There was plenty of bad news for Diplomat Pharmacy (DPLO) when the company announced its third-quarter results in November. The specialty pharmacy cut its full-year 2016 outlook after price concessions and weak hepatitis C drug sales hurt its performance.

Diplomat provided its fourth-quarter and full-year 2016 update on Tuesday after the market closed. The company's news wasn't much better this time around than it was four months ago. Here are the highlights.

Benjamin Franklin on $100 bill looking through pills

Image source: Getty Images.

Diplomat Pharmacy results: The raw numbers

Metric 

Q4 2016 

Q4 2015 

Change (YOY)

Sales

$1.1 billion

$986.8 million

16%

Net income (loss) from continuing operations

($1.1 million)

$3.6 million

N/A

Adjusted EPS

$0.08

$0.21

(61.9%)

Data source: Diplomat Pharmacy. 

What happened with Diplomat Pharmacy this quarter?

While Diplomat reported solid overall revenue growth in the fourth quarter, most of it stemmed from acquisitions during 2016. The company's organic revenue growth during the quarter was 4%. Diplomat continued to face headwinds from a decrease in hepatitis C volume and a shift to newer hepatitis C and cancer drugs.

Diplomat's gross margin slid from 7.8% in the prior-year period to 7.3% in the fourth quarter. This decline was a result of the shift to lower-margin drugs, lower margin in the company's specialty infusion business, and incremental direct and indirect remuneration (DIR) fees. These DIR fees reflect price concessions made to Medicare Part D plans that aren't included at the point of sale. 

The acquisition of TNH Specialty Pharmacy helped drive employee costs higher in the fourth quarter. Diplomat also paid $1.3 million for the early termination of a software license agreement. In addition, the company's bottom line was negatively affected by a $4.7 million impairment expense to write down its cost method investment in Physician Resource Management, Inc.

Diplomat reported full-year 2016 revenue of $4.4 billion, a 31% year-over-year increase. Over half of this jump came from organic growth. The company reported full-year 2016 earnings of $28.3 million, or $0.42 per diluted share. Adjusted earnings per share for the year came in at $0.75 -- unchanged from 2015.

QUESTIONS TO ANSWER:
- a) In the Diplomat Pharmacy article, what was the company's organic revenue growth in the fourth quarter?
- b) Rewrite the Diplomat Pharmacy article from "The acquisition of" to "unchanged from 2015.", swapping "impairment expense" for "impairment charge".

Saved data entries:
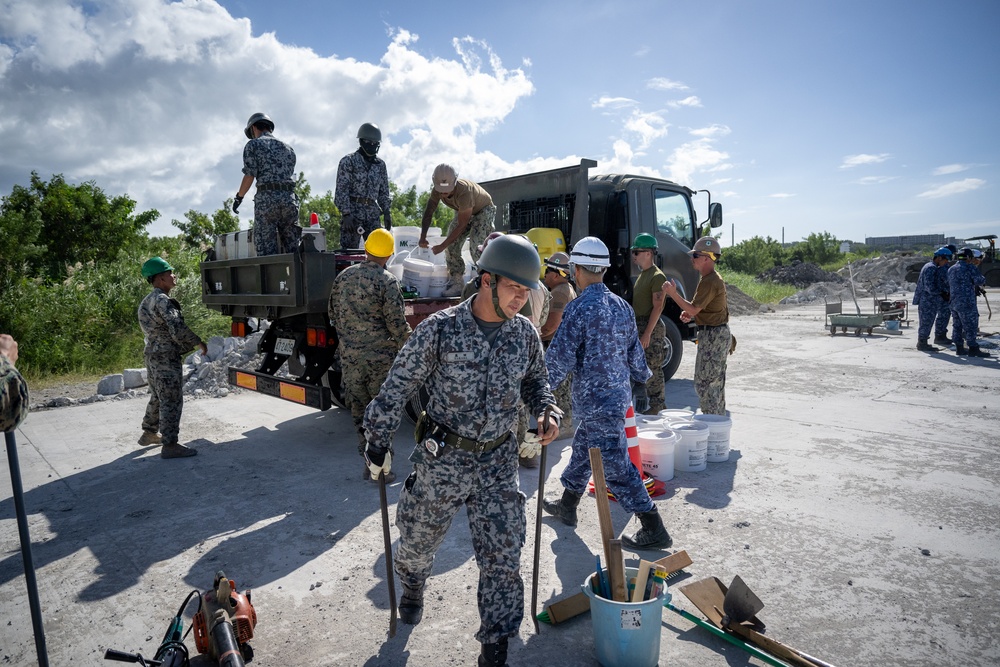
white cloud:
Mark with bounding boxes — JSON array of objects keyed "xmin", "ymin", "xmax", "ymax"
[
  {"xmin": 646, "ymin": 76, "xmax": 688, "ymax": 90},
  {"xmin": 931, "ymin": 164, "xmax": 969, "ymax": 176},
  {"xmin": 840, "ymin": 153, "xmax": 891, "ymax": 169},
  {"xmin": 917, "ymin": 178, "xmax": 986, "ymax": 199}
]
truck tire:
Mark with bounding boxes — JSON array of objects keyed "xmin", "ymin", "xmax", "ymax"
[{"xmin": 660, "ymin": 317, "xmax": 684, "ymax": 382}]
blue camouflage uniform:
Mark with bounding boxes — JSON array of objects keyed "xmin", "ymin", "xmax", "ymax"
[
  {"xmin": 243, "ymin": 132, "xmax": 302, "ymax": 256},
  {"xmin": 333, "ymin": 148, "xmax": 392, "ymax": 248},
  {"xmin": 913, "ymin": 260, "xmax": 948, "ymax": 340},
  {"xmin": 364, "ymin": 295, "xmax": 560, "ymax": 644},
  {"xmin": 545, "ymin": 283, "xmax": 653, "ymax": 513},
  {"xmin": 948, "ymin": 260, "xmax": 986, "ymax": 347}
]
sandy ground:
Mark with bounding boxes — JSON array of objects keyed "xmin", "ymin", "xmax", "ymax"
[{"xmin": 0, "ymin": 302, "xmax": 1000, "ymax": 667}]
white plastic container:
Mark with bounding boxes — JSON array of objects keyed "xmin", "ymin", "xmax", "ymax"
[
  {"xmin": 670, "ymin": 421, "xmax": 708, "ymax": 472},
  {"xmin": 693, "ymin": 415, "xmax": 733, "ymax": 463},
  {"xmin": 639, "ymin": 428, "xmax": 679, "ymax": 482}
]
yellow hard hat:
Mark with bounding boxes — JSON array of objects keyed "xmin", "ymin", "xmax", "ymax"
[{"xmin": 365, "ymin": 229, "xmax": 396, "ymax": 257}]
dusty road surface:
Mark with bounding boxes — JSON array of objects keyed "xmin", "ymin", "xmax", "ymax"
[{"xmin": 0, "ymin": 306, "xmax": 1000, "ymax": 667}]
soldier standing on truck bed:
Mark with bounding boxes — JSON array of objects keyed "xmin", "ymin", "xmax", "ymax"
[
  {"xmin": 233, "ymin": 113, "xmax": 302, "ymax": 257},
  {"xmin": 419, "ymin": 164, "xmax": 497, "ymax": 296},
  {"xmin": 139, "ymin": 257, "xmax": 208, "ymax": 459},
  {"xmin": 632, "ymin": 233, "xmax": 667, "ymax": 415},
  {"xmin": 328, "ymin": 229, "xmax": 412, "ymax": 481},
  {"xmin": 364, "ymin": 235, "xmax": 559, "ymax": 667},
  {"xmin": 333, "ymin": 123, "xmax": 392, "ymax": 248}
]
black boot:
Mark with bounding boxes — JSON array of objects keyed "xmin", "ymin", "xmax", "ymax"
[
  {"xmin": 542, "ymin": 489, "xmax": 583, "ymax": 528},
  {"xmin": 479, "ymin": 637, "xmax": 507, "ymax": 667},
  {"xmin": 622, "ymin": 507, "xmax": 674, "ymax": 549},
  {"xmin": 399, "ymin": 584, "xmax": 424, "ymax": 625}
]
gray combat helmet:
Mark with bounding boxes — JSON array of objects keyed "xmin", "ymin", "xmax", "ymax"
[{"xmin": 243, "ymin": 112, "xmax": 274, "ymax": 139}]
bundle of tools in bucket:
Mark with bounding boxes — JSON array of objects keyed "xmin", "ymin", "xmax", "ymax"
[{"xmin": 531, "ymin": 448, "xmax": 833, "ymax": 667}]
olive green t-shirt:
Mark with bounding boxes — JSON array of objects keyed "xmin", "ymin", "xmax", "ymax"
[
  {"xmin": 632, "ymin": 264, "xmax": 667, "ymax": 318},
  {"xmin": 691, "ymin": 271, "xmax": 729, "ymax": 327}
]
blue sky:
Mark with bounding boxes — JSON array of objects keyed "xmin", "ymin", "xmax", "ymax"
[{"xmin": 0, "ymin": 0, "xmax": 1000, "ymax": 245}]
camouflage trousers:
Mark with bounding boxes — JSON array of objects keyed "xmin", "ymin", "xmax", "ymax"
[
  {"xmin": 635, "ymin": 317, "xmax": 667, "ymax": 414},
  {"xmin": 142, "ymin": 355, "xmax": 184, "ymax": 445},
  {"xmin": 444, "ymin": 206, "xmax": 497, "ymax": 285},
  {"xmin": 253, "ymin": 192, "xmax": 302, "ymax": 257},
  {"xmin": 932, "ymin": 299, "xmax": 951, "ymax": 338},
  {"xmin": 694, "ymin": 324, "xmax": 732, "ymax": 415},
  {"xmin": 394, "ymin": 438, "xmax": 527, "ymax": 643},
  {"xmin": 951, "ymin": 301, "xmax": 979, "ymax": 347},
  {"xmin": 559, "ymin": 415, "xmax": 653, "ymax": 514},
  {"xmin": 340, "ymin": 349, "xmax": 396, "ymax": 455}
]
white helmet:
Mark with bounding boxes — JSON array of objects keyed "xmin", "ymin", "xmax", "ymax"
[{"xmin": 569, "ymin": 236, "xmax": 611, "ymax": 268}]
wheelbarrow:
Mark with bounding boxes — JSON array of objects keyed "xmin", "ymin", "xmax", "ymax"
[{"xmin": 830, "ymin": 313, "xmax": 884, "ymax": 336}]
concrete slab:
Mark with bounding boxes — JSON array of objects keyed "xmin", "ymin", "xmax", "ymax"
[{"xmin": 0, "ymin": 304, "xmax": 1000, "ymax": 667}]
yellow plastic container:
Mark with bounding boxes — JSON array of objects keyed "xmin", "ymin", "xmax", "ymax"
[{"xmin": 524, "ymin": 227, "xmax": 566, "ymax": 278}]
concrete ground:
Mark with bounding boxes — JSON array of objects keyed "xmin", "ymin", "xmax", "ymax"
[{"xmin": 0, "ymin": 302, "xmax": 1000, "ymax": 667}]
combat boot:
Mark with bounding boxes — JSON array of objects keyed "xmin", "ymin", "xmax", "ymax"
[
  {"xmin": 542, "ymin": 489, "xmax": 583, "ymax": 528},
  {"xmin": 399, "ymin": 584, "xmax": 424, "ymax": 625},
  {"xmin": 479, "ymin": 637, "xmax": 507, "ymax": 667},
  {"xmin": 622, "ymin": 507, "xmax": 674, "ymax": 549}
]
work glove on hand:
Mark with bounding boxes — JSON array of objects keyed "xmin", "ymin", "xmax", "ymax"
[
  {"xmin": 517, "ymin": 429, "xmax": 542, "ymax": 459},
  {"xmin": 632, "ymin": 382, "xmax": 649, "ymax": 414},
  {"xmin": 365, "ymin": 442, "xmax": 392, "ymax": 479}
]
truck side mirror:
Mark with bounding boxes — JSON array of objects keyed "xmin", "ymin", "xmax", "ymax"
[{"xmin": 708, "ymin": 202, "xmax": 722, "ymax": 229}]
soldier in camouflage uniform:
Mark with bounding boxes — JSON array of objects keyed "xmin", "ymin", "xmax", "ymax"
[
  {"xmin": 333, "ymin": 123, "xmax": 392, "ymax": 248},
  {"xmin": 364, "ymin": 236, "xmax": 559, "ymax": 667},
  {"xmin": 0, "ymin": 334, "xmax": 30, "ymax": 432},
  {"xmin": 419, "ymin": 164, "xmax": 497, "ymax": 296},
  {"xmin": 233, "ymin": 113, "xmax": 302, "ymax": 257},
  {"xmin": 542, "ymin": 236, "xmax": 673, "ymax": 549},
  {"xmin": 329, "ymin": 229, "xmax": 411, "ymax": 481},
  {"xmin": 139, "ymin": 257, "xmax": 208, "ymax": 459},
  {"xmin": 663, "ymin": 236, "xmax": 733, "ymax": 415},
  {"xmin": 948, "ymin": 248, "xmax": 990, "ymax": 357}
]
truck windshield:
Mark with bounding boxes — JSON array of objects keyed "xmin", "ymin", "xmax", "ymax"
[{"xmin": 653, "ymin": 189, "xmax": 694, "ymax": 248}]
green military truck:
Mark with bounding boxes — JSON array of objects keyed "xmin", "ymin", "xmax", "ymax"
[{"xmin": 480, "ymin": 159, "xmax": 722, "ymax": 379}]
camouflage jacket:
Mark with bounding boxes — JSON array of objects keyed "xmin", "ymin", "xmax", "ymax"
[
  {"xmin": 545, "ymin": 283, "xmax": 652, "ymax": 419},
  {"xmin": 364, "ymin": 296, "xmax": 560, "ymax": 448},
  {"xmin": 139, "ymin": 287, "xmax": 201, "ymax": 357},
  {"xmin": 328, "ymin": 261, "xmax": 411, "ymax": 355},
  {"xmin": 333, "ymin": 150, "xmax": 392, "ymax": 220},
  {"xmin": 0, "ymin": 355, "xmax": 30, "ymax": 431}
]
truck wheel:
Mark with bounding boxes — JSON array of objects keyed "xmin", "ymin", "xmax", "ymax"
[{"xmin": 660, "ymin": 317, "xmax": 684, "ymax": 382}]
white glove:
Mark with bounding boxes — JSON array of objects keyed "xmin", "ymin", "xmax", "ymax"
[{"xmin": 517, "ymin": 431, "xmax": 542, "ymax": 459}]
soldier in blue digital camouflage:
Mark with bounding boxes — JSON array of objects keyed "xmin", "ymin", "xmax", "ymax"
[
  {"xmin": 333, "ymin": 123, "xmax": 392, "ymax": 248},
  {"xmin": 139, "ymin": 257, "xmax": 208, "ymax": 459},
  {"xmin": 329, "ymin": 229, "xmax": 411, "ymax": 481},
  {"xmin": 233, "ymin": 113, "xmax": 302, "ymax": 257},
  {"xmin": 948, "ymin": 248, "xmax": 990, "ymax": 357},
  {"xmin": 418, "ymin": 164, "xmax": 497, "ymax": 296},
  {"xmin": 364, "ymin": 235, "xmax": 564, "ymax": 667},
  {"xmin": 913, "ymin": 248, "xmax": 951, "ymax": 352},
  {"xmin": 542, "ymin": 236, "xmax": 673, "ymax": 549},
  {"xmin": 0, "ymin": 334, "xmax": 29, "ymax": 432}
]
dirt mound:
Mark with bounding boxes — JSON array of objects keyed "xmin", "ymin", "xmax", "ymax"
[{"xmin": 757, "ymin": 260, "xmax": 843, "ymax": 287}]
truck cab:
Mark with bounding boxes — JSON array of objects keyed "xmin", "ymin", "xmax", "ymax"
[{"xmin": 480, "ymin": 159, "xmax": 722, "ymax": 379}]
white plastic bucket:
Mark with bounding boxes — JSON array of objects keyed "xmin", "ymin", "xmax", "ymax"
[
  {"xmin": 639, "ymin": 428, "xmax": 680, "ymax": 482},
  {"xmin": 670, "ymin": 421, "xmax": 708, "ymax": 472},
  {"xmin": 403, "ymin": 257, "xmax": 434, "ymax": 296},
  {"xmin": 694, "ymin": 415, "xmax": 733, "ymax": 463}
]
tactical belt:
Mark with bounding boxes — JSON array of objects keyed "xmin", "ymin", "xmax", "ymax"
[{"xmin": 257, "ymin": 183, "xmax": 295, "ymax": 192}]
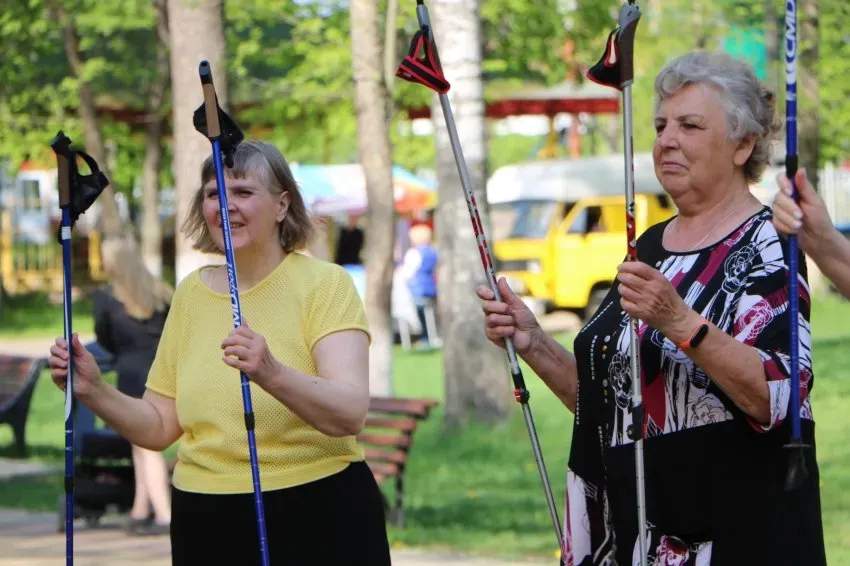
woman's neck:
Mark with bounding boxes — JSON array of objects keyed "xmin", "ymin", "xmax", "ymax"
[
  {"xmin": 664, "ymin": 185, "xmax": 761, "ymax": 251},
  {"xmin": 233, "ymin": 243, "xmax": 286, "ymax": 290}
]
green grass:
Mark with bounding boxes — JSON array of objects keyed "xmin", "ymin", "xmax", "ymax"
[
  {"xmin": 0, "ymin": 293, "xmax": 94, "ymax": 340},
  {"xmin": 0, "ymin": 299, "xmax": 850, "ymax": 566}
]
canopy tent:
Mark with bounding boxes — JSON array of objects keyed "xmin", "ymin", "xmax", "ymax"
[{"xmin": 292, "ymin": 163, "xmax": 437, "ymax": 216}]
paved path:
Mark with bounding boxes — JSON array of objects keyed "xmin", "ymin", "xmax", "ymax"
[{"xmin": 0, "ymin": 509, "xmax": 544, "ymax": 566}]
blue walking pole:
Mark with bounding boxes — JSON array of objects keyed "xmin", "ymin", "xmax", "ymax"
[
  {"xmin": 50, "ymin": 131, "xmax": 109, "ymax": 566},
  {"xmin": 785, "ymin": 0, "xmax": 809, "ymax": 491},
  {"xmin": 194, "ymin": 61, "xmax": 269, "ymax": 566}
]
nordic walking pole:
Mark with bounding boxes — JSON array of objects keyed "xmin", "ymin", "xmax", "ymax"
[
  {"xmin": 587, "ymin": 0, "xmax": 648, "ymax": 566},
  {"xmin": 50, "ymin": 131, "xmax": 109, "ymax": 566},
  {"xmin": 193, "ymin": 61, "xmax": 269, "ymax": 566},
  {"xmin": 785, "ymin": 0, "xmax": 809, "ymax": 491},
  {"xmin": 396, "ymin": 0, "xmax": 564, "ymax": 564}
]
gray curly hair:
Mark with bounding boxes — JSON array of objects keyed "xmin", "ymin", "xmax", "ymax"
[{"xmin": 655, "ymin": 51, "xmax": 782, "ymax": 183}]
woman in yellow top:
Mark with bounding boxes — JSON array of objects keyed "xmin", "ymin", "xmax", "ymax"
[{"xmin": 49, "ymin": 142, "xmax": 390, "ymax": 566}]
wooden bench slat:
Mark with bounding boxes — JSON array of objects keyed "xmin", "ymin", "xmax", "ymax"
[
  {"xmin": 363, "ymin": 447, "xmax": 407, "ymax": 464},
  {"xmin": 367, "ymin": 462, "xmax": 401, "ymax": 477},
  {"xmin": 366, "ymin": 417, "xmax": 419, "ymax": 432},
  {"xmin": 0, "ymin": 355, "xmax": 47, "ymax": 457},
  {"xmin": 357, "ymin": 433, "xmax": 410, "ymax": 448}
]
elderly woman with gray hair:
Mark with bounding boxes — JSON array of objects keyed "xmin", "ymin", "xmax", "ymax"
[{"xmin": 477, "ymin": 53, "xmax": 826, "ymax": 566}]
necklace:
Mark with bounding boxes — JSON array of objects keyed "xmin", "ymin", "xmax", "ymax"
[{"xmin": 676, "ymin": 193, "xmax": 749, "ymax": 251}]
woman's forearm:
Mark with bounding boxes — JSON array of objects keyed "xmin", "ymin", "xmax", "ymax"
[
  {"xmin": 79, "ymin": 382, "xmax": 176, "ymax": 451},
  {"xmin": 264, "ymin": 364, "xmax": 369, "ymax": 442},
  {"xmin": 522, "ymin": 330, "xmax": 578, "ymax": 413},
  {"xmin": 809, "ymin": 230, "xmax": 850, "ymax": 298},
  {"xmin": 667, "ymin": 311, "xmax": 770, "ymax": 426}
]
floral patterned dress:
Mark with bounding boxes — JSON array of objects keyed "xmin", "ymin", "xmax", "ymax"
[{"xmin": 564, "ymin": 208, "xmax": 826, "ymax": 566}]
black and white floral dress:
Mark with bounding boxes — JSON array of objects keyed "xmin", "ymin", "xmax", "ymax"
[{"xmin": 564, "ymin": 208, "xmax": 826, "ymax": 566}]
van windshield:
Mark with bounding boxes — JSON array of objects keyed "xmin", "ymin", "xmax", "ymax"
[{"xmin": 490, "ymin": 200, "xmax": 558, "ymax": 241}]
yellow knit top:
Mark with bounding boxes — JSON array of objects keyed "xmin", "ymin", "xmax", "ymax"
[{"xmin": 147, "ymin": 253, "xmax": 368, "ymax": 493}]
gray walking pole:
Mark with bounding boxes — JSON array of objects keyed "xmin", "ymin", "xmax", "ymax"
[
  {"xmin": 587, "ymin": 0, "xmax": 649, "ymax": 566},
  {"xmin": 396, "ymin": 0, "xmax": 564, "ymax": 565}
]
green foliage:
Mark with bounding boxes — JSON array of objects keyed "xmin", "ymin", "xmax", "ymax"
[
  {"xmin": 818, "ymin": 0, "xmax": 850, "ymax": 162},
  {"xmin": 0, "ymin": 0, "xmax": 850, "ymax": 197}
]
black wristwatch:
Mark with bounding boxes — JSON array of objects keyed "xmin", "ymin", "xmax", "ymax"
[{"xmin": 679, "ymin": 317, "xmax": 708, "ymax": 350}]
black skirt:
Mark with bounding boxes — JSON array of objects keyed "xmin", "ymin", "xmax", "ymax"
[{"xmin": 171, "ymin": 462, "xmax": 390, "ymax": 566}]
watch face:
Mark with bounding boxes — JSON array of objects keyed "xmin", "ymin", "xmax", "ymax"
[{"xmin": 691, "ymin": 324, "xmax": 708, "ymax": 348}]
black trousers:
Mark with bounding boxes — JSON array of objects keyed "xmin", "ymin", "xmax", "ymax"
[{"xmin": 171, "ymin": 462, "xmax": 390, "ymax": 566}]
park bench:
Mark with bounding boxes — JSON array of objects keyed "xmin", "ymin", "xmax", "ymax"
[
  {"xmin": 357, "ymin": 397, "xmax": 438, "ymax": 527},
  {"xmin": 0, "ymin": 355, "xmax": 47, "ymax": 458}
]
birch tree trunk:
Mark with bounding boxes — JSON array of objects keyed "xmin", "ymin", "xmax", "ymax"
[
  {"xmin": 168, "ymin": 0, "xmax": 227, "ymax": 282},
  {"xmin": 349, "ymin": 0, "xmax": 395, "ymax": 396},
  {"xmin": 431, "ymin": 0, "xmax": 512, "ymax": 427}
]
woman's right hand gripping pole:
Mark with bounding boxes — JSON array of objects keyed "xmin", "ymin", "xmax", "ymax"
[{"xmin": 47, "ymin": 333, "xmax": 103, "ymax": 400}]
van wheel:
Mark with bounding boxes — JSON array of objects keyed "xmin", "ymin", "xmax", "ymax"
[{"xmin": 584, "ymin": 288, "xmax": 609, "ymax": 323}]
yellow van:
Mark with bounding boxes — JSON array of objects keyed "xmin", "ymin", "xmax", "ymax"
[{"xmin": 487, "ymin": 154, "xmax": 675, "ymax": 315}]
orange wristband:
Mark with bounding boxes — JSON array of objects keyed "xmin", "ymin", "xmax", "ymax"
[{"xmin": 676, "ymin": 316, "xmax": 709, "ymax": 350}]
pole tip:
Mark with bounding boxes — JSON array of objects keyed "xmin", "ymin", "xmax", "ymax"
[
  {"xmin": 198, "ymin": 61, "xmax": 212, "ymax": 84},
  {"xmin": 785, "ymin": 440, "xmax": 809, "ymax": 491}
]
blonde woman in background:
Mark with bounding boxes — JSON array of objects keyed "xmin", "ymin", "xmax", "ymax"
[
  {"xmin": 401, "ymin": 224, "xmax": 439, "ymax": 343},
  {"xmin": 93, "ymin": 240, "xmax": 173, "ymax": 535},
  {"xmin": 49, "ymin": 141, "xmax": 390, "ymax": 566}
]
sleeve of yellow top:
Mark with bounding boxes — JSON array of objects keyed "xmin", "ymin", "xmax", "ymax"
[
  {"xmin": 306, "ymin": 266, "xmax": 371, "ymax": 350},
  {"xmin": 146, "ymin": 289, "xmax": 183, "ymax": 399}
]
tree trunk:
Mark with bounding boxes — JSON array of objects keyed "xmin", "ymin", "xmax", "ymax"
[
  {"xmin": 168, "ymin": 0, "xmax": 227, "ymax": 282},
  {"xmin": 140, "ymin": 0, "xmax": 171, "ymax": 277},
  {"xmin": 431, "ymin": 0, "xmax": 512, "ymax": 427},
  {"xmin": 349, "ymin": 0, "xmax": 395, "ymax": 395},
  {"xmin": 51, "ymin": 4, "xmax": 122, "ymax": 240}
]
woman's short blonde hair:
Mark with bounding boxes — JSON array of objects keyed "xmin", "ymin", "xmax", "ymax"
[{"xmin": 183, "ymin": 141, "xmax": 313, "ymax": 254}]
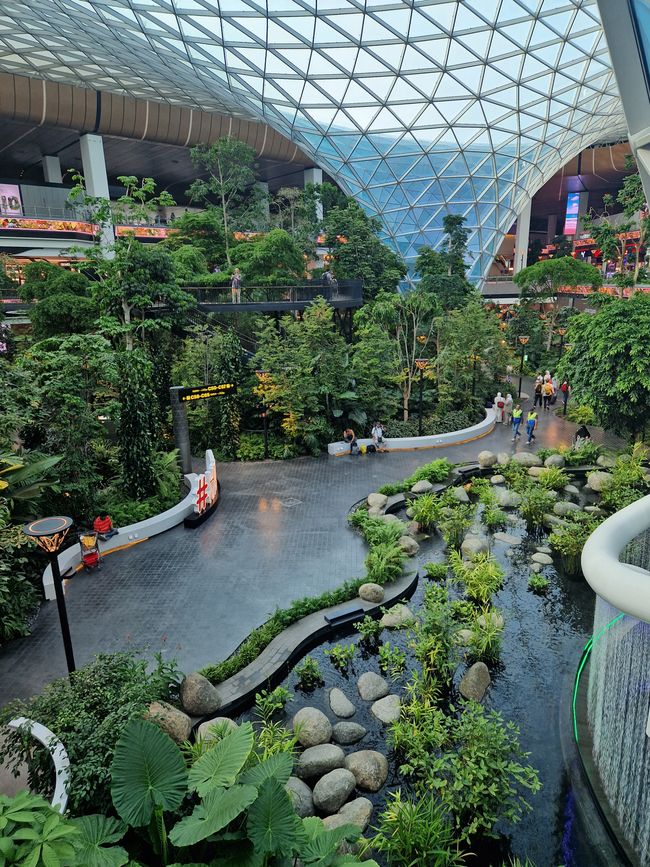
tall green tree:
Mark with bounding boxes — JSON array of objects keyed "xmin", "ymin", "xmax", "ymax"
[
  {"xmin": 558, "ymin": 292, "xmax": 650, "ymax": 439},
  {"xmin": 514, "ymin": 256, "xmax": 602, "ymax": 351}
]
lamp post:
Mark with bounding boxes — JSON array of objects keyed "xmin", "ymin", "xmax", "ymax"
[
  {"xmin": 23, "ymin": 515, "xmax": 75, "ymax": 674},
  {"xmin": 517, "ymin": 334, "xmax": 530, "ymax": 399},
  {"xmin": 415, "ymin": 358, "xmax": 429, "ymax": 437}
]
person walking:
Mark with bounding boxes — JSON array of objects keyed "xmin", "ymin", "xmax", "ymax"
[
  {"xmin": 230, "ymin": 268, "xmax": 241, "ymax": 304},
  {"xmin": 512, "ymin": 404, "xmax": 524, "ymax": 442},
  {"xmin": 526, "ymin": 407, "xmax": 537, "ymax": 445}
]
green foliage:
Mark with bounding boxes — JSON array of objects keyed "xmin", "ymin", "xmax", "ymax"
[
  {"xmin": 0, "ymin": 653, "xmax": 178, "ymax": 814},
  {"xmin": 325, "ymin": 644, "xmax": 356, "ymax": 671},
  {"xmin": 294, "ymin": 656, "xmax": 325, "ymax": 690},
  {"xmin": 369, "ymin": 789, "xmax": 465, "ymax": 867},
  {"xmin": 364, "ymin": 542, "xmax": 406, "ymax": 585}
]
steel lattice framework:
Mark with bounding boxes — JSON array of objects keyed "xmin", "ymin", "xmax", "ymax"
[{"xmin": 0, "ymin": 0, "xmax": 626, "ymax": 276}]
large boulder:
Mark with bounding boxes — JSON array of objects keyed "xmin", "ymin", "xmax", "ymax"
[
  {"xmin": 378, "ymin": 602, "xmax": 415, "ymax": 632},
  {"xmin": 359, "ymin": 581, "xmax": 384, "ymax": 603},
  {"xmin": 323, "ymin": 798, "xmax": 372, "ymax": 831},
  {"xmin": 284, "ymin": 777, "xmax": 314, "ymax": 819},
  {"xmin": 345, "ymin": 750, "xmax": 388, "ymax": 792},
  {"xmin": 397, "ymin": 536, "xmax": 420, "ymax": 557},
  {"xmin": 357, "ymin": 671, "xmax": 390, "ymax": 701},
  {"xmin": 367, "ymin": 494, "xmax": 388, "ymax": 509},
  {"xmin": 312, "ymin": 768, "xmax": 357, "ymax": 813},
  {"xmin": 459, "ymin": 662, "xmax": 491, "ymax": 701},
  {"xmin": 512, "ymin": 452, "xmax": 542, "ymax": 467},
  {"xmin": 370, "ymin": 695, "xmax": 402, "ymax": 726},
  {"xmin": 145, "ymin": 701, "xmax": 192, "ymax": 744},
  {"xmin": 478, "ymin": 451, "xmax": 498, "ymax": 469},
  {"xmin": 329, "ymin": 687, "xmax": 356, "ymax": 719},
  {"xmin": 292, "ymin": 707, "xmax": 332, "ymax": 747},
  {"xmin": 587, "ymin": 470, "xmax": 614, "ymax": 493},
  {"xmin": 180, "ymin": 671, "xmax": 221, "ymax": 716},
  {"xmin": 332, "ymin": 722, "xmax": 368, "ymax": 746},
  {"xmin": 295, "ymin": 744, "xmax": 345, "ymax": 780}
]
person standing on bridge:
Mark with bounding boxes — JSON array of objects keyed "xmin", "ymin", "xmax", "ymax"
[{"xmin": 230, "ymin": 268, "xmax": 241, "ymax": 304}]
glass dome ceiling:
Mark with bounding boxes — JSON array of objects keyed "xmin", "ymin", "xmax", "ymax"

ANSWERS BELOW:
- a) 4%

- b)
The acquisition of TNH Specialty Pharmacy helped drive employee costs higher in the fourth quarter. Diplomat also paid $1.3 million for the early termination of a software license agreement. In addition, the company's bottom line was negatively affected by a $4.7 million impairment charge to write down its cost method investment in Physician Resource Management, Inc.

Diplomat reported full-year 2016 revenue of $4.4 billion, a 31% year-over-year increase. Over half of this jump came from organic growth. The company reported full-year 2016 earnings of $28.3 million, or $0.42 per diluted share. Adjusted earnings per share for the year came in at $0.75 -- unchanged from 2015.